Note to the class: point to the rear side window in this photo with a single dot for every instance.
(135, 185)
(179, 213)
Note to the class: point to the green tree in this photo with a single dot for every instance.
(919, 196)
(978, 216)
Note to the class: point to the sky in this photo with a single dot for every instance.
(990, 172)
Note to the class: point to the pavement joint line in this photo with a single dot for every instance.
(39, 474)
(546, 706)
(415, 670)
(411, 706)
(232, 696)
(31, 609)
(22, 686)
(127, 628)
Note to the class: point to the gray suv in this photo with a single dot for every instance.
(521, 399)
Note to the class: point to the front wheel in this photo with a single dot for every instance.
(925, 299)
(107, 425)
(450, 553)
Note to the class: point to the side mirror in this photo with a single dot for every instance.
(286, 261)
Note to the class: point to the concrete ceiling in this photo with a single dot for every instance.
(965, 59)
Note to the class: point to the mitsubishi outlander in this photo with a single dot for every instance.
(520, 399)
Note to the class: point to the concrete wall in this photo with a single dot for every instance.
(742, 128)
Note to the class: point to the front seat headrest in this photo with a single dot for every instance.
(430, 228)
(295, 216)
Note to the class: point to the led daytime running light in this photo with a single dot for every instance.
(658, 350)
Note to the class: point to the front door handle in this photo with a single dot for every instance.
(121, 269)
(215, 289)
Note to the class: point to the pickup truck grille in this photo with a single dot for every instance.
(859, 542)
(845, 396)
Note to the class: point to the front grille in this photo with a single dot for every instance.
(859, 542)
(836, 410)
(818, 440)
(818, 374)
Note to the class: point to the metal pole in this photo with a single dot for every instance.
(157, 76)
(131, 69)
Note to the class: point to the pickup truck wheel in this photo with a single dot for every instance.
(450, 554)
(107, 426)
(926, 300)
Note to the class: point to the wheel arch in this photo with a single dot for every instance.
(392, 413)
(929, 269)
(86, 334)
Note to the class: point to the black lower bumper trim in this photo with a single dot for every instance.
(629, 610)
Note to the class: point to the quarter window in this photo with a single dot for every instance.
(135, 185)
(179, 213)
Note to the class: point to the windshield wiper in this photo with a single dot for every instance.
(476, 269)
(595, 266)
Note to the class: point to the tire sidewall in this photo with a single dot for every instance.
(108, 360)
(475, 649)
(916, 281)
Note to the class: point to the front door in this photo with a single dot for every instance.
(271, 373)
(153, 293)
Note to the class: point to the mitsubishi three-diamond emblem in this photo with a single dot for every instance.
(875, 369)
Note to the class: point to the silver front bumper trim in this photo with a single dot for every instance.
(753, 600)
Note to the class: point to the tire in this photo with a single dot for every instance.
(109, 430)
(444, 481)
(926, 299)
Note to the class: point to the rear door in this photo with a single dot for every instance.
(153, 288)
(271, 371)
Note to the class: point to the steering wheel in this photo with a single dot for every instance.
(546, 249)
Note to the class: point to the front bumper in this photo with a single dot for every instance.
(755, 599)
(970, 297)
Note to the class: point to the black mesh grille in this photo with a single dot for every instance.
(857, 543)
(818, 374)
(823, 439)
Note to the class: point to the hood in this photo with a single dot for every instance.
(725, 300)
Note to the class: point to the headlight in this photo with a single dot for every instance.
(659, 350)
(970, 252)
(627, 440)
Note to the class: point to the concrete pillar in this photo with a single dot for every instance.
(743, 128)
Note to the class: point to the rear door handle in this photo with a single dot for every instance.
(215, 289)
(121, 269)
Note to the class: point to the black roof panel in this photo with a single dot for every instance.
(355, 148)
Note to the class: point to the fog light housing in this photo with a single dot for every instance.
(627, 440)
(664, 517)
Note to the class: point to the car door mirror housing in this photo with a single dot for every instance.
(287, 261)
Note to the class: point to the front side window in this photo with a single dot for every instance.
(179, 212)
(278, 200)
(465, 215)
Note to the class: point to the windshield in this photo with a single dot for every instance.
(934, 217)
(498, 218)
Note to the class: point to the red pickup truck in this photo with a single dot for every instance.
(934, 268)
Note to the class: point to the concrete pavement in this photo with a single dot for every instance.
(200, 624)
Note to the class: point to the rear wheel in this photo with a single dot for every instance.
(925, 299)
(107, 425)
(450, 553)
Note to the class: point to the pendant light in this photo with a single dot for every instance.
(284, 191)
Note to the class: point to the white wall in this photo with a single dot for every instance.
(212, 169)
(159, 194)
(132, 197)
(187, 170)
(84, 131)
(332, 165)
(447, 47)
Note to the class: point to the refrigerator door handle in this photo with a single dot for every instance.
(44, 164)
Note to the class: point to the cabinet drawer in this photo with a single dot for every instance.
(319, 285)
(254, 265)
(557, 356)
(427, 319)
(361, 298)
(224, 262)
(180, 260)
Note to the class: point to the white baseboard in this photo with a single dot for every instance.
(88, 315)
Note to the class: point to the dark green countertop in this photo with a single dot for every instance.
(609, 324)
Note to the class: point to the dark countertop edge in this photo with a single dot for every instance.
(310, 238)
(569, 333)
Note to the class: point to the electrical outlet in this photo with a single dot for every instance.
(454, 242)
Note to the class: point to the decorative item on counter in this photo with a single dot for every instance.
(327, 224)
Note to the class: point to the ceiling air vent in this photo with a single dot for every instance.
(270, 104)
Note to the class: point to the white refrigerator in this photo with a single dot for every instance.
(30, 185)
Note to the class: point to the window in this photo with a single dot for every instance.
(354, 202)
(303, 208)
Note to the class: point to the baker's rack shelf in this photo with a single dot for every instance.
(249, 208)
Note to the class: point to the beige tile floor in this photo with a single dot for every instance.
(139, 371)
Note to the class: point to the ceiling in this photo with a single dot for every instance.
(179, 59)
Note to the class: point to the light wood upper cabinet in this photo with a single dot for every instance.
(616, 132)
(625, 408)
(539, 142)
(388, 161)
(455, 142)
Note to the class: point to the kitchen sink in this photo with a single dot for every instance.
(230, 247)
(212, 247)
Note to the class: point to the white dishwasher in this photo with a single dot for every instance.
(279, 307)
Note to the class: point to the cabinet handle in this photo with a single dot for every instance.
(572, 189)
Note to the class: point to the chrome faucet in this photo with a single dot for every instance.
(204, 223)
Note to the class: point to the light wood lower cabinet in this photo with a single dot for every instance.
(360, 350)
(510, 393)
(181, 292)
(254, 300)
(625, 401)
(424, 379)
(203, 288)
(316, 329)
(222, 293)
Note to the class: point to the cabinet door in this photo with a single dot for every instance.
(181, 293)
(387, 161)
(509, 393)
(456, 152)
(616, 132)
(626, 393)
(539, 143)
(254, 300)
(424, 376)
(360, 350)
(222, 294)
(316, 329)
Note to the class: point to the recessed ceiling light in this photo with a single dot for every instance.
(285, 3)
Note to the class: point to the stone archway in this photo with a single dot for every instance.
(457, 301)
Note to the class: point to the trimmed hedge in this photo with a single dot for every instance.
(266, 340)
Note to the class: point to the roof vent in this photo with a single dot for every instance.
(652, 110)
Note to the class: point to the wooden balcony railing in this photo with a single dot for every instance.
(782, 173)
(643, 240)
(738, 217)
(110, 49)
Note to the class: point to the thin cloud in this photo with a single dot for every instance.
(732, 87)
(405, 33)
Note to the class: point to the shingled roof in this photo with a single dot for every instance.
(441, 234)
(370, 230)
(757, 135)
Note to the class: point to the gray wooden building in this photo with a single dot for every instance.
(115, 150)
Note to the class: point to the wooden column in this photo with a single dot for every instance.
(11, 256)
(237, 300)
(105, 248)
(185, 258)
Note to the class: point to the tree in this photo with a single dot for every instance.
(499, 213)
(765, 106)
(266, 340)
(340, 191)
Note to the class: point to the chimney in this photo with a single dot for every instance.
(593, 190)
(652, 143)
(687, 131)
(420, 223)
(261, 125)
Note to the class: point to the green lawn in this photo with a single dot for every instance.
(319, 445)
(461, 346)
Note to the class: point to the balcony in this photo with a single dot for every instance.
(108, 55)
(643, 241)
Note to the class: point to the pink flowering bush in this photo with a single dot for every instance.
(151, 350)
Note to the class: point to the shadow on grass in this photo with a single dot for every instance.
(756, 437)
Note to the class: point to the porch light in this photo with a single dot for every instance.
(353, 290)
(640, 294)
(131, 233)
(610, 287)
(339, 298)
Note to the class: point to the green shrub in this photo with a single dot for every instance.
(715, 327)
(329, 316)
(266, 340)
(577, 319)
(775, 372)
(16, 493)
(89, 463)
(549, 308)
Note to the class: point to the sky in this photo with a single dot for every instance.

INSTRUCTION:
Begin at the line of the data that contains "Note to the class: point to the porch" and continue through the end of the data, copying every line in full. Raise each coordinate in the points by 95.

WRITTEN ANSWER:
Note to the class: point to the porch light in this photo with a single dot for every instance.
(448, 385)
(735, 389)
(226, 328)
(705, 382)
(434, 393)
Note to the class: point to the green shrub in this photo with a single dot for every instance.
(810, 422)
(424, 411)
(361, 435)
(672, 414)
(870, 467)
(111, 588)
(184, 558)
(644, 403)
Note to the class: point to the sky in this photo with a single dot for every instance.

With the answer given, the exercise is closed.